Wegen dieser Konflikte und zur Anpassung an europarechtliche Vorgaben ist die TA-Luft in den letzten Jahren mehrfach überarbeitet worden. Sie dient als Verwaltungsvorschrift im Bereich der Geruchsimmissionen als Leitfaden sowohl für das Baugenehmigungsverfahren kleiner Ställe, als auch größerer Ställe, die unter das BImSchG fallen. Auch für einen Stall unterhalb der BImSchG-Grenze sind Prognoseberechnungen und Prüfungen zur Vorbelastung des Stalls sowie Abstandsberechnungen nach der TA-Luft notwendig.

> **Fragen zum Material**
A) Geben Sie aus dem Text zur TA-Luft den Abschnitt von „Wegen dieser Konflikte“ bis „der TA-Luft notwendig.“ wortgetreu aus.
B) Fassen Sie den Absatz des Textes zur TA-Luft, der mit „Wegen dieser Konflikte“ beginnt, als knappe Stichpunktliste zusammen.

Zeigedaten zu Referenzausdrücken
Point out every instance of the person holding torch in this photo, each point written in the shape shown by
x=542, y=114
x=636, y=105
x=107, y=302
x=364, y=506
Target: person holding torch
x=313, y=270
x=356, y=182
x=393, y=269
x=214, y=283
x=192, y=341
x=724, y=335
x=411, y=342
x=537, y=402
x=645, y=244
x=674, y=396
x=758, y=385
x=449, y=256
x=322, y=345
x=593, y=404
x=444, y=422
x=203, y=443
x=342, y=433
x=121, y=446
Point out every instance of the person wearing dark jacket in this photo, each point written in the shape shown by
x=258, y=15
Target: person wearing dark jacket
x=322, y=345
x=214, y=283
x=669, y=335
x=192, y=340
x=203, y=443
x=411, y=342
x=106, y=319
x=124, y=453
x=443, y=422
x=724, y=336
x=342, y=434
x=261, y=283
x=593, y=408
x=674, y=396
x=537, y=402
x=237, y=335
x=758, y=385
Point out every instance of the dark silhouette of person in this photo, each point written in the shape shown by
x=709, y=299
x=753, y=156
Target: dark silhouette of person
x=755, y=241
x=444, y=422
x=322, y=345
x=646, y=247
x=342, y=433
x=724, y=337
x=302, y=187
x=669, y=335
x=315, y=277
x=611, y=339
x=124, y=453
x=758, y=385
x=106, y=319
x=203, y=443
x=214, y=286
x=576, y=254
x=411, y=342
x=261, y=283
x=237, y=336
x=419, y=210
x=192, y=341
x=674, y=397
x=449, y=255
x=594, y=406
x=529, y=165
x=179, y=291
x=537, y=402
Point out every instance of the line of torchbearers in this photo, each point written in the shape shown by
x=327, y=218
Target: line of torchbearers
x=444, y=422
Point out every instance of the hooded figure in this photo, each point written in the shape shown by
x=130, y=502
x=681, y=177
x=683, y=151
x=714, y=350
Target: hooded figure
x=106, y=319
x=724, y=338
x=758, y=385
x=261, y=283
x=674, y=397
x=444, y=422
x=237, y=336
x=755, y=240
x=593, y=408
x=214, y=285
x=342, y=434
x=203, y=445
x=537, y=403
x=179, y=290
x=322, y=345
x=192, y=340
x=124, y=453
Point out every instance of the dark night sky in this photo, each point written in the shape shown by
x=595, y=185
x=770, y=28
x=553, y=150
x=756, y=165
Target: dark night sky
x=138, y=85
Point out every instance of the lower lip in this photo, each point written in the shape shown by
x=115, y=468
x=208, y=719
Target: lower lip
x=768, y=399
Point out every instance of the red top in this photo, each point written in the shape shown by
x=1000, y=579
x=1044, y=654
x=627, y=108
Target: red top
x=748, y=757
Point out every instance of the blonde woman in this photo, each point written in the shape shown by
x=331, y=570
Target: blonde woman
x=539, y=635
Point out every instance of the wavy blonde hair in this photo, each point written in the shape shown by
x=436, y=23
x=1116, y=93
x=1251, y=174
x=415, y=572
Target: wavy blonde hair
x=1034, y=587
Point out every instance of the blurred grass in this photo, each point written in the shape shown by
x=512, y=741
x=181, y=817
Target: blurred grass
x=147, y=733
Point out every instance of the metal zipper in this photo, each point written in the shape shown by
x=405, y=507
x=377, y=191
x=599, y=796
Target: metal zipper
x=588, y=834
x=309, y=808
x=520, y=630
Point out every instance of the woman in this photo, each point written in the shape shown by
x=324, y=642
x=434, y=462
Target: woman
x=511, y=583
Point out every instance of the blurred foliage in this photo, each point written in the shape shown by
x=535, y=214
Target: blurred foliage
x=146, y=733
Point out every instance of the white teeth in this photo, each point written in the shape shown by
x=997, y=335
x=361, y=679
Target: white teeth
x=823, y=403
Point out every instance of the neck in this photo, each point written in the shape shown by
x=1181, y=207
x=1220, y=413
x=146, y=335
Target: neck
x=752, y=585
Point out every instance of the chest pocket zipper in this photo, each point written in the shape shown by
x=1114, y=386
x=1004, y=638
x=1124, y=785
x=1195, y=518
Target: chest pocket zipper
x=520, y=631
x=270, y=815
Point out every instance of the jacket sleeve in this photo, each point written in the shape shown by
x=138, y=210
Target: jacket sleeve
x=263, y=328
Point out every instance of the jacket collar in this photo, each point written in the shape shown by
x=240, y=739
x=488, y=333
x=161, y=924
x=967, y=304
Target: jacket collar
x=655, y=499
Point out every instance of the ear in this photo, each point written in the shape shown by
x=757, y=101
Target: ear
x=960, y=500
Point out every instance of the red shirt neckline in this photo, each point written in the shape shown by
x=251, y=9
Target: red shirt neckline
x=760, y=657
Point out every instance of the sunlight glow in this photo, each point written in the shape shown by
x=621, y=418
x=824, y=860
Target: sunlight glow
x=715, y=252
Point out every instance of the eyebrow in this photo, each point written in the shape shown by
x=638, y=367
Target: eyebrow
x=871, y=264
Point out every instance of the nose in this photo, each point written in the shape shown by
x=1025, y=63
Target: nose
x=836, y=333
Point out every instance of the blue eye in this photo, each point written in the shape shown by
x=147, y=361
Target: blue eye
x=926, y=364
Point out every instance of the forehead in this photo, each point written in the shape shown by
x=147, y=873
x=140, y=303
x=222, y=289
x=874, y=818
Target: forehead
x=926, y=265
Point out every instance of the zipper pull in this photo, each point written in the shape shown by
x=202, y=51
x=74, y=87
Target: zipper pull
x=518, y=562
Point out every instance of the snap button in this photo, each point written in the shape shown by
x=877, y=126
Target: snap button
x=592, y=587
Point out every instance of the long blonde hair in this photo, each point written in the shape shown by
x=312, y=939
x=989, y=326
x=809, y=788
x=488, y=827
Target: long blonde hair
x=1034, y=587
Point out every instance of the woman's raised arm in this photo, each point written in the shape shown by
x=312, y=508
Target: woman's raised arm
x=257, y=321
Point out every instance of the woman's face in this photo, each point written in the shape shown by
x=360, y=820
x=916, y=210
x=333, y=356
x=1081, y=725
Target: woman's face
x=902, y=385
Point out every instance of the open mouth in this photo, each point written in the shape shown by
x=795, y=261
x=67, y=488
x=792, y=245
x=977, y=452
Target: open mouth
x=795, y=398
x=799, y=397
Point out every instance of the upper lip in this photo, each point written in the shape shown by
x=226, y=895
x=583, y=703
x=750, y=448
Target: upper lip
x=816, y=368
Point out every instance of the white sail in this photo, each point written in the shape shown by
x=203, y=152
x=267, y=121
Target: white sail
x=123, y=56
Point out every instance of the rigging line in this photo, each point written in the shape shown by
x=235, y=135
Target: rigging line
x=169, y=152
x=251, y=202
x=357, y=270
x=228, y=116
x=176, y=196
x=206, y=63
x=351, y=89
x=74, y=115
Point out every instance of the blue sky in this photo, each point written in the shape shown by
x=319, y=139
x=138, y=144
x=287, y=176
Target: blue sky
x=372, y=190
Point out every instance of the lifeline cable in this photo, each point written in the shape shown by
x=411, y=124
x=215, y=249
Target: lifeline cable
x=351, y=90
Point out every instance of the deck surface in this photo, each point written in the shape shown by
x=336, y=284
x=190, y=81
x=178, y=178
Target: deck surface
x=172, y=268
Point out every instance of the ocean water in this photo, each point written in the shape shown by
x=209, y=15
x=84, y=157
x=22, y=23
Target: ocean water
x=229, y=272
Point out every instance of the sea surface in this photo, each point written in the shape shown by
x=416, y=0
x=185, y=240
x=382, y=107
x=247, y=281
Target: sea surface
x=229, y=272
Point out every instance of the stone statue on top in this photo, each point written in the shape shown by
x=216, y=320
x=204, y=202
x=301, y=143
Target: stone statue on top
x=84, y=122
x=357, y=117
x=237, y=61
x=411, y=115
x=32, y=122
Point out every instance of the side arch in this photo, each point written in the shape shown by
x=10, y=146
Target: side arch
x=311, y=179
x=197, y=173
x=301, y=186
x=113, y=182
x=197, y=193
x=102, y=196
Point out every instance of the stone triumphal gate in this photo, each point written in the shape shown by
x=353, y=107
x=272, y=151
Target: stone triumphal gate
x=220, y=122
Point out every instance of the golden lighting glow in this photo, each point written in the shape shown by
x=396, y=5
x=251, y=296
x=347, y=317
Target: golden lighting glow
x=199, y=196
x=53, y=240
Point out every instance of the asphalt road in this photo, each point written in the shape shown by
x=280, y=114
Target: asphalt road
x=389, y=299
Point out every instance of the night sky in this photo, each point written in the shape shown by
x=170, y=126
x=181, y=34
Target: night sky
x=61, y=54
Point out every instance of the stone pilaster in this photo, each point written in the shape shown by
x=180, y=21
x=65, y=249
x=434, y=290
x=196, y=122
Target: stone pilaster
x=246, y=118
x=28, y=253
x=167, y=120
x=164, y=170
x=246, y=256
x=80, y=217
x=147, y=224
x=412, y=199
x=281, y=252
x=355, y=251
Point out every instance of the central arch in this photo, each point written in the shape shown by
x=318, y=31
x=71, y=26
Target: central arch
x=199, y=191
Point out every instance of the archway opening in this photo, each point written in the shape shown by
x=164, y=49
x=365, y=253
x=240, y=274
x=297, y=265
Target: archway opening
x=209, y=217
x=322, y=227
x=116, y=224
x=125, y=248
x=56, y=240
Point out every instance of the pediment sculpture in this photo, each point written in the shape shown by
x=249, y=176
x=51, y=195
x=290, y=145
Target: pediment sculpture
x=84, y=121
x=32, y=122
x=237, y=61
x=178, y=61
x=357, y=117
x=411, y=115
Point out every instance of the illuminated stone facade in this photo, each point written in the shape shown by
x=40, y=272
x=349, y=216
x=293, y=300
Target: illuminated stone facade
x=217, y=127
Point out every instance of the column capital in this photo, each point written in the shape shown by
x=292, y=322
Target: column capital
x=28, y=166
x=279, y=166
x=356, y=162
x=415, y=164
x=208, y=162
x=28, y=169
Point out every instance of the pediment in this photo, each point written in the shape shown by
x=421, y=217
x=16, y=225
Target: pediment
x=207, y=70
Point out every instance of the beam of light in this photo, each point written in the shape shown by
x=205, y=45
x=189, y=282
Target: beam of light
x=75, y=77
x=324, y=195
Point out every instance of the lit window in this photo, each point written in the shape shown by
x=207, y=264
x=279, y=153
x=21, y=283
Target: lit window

> **Lösungen der Aufgaben**
A)
Wegen dieser Konflikte und zur Anpassung an europarechtliche Vorgaben ist die TA-Luft in den letzten Jahren mehrfach überarbeitet worden. Sie dient als Verwaltungsvorschrift im Bereich der Geruchsimmissionen als Leitfaden sowohl für das Baugenehmigungsverfahren kleiner Ställe, als auch größerer Ställe, die unter das BImSchG fallen. Auch für einen Stall unterhalb der BImSchG-Grenze sind Prognoseberechnungen und Prüfungen zur Vorbelastung des Stalls sowie Abstandsberechnungen nach der TA-Luft notwendig.

B)
- Die TA-Luft wurde wegen dieser Konflikte und zur Anpassung an europarechtliche Vorgaben in den letzten Jahren mehrfach überarbeitet.
- Bei Geruchsimmissionen dient sie als Verwaltungsvorschrift und Leitfaden für das Baugenehmigungsverfahren kleiner Ställe und größerer, unter das BImSchG fallender Ställe.
- Auch Ställe unterhalb der BImSchG-Grenze benötigen Prognoseberechnungen, Prüfungen zur Vorbelastung sowie Abstandsberechnungen nach der TA-Luft.